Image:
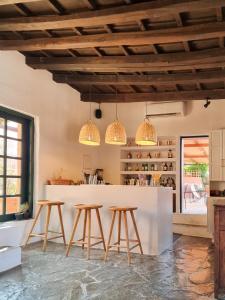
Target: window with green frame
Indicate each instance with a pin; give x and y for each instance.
(16, 162)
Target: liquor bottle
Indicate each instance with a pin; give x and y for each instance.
(129, 155)
(149, 155)
(170, 154)
(165, 168)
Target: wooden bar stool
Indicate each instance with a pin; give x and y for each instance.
(120, 211)
(87, 219)
(44, 235)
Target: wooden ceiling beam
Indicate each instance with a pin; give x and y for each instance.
(8, 2)
(170, 35)
(145, 80)
(173, 61)
(217, 94)
(124, 13)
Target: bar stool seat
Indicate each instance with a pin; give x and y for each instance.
(86, 208)
(49, 204)
(137, 243)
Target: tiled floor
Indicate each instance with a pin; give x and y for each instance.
(184, 272)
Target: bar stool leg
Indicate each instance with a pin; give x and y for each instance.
(127, 237)
(89, 234)
(100, 227)
(136, 231)
(73, 232)
(119, 230)
(61, 224)
(34, 223)
(110, 235)
(46, 227)
(85, 225)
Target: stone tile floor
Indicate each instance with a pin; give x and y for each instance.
(184, 272)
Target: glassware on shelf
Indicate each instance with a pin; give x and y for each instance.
(170, 154)
(129, 155)
(149, 155)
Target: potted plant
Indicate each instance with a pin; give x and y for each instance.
(24, 212)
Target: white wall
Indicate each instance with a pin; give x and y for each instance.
(198, 120)
(58, 110)
(61, 114)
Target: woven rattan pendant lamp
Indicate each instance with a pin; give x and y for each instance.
(146, 133)
(116, 133)
(89, 133)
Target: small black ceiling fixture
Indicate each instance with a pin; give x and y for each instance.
(207, 102)
(98, 113)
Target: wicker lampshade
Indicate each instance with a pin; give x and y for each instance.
(146, 134)
(89, 134)
(116, 134)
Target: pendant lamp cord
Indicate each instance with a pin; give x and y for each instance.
(90, 110)
(90, 90)
(116, 105)
(146, 110)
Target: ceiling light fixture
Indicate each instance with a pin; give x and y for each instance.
(89, 133)
(146, 133)
(207, 102)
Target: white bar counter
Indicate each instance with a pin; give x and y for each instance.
(153, 216)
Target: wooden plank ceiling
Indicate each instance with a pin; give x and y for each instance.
(122, 50)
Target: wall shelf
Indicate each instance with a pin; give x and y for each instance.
(147, 172)
(148, 148)
(132, 177)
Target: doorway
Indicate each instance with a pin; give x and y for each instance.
(194, 174)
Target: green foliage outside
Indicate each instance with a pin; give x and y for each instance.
(201, 168)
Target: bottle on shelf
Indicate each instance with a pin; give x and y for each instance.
(149, 155)
(165, 167)
(170, 167)
(129, 155)
(170, 154)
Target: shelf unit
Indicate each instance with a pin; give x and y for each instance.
(136, 164)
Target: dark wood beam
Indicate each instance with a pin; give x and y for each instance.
(196, 145)
(170, 35)
(7, 2)
(217, 94)
(167, 79)
(90, 4)
(174, 61)
(124, 13)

Required work: Give back an exact copy of the material above, omitting the pictures.

Answer space:
Image:
Target: window with green frame
Indicate each instance with a pin; give x and y for each instance.
(16, 162)
Target: liquor bottle
Indicate each instance with a pin; give x and y for each instance.
(129, 155)
(149, 155)
(170, 154)
(165, 168)
Target: wooden bar stool
Indicate each instance with a pin; give x and y for each instance.
(120, 211)
(87, 219)
(44, 235)
Target: wooden ceiling beam
Indicate each instance with a pin; give x and y for each instance.
(8, 2)
(170, 35)
(145, 80)
(173, 61)
(217, 94)
(124, 13)
Target: bar stool seat
Indicate each instance with a pin; give x and y for each instance.
(86, 208)
(49, 204)
(137, 243)
Target: tiled floor
Indicate each instance with a pin; give x and y for each instance.
(184, 272)
Target: bar stool leg
Indicate each instance with a pin; give x and y for each instance.
(127, 237)
(89, 234)
(100, 227)
(136, 231)
(73, 232)
(119, 230)
(61, 224)
(34, 223)
(110, 235)
(46, 227)
(85, 225)
Target: stone tile floor
Indicate each instance with a pin; give x and y for each instance.
(184, 272)
Target: glassware on shelf
Indicate each instance with a pin; give x and y for each instance.
(170, 154)
(129, 155)
(149, 155)
Target: potted plant
Indicate each instance with a pin; give x and y for each instance.
(24, 212)
Target: white wall
Indicate each instance with a pin; give x and y for each instance.
(198, 120)
(58, 110)
(61, 114)
Target: woven rattan pendant lamp
Indicate each instance with a pin; give x and y for each instance.
(146, 133)
(116, 133)
(89, 133)
Target: small black ceiling fixture
Indicate each instance with a pin; give x and y for each instance.
(207, 102)
(98, 113)
Target: wicker lampshade
Indicate each instance with a pin; give x and y for each instance.
(146, 134)
(89, 134)
(116, 134)
Target: pendant lamp cord
Indicate each instance with a pin; give x and y for each instance.
(90, 110)
(90, 90)
(116, 105)
(146, 110)
Target: ceiling light fixture
Indicate each instance with a pin; give x and y for each instance.
(89, 133)
(146, 133)
(207, 102)
Target: white bar counter
Indicate each instance with a pin; give x and y for each instance.
(153, 216)
Target: wooden plank ceiling
Indicate each instance with a pin; give x and y for each instance.
(122, 50)
Target: wall shelf
Indicate each instance with a pin; give x and y for each instance.
(147, 172)
(148, 148)
(132, 177)
Target: doorway
Indicate each instance with a pin; give x and y for each instance.
(194, 174)
Target: green foliage outside
Indicate each instance with a pin; give x and y for each instance.
(201, 168)
Target: bottle on shelf
Indicate each instance with a pin; give x and y for each instance.
(149, 155)
(165, 167)
(170, 167)
(129, 155)
(170, 154)
Target: shelf unit
Indicate each instance with a pin; give x and y for each instance.
(136, 164)
Target: dark wood beam
Indicate each instance with a pin; give x and y for each instance.
(196, 145)
(170, 35)
(7, 2)
(217, 94)
(167, 79)
(90, 4)
(174, 61)
(124, 13)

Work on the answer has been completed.